Substitute "Object" for each occurrence of "Target" in all of the records below, and reproduce them otherwise unchanged.

===== Provided data

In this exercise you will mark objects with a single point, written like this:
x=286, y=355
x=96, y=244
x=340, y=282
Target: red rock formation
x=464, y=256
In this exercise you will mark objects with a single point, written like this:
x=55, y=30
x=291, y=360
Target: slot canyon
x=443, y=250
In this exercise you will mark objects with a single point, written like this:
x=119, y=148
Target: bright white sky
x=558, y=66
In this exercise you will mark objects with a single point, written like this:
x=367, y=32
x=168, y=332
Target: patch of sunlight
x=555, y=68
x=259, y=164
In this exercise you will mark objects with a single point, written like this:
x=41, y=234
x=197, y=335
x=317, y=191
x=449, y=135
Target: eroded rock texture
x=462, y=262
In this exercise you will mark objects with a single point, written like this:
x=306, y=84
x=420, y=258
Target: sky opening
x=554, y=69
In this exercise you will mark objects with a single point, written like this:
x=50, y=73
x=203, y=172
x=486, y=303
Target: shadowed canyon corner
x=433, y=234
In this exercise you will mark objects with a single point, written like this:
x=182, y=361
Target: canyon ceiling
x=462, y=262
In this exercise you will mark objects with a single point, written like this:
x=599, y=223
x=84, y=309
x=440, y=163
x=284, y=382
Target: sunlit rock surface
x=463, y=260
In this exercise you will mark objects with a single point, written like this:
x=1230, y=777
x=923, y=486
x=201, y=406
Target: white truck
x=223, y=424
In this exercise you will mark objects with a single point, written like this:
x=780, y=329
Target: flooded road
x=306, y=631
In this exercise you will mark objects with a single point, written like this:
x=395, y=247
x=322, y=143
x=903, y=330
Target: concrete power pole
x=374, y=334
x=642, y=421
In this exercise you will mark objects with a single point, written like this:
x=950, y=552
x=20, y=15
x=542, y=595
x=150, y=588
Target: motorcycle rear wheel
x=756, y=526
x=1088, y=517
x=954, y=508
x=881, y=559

==========

- _Task answer_
In this exercise you will mark objects with a single point, written like this:
x=286, y=355
x=96, y=244
x=340, y=282
Object: red rock formation
x=464, y=256
In this exercise you will mark objects with a single point, written like this:
x=55, y=30
x=291, y=360
Object: slot canyon
x=443, y=250
In this exercise you will mark objects with a single point, written like this:
x=119, y=148
Object: bright white sky
x=558, y=66
In this exercise you will mark objects with a single point, written like this:
x=367, y=32
x=168, y=332
Object: patch of sunlight
x=555, y=68
x=259, y=164
In this exercise you will mark objects with a single point, written like this:
x=41, y=234
x=197, y=335
x=317, y=191
x=449, y=135
Object: eroded rock texture
x=462, y=262
In this exercise you will mark objects with a single point, written like this:
x=306, y=84
x=420, y=258
Object: sky opening
x=554, y=69
In this exercise you will mark objects with a single point, written like this:
x=50, y=73
x=203, y=172
x=486, y=303
Object: shadowed canyon corner
x=433, y=234
In this exercise you will mark objects with a single point, written like this:
x=182, y=361
Object: canyon ceiling
x=462, y=262
In this exercise you will mark objects with a single point, written like this:
x=599, y=223
x=84, y=309
x=440, y=163
x=284, y=382
Object: sunlit rock surface
x=463, y=260
In this exercise you will mark objects with a single point, written like this:
x=1230, y=777
x=923, y=486
x=201, y=406
Object: white truck
x=223, y=424
In this exercise you will mark objects with a single point, written like this:
x=780, y=329
Object: flooded road
x=306, y=631
In this exercise you will mark objects with a single point, written like this:
x=395, y=247
x=322, y=143
x=903, y=330
Object: concrete power pole
x=374, y=334
x=642, y=421
In this exercise you will mark objects with a single point, written like this:
x=950, y=552
x=20, y=15
x=542, y=595
x=150, y=588
Object: motorcycle rear wheel
x=756, y=526
x=1088, y=517
x=954, y=508
x=881, y=559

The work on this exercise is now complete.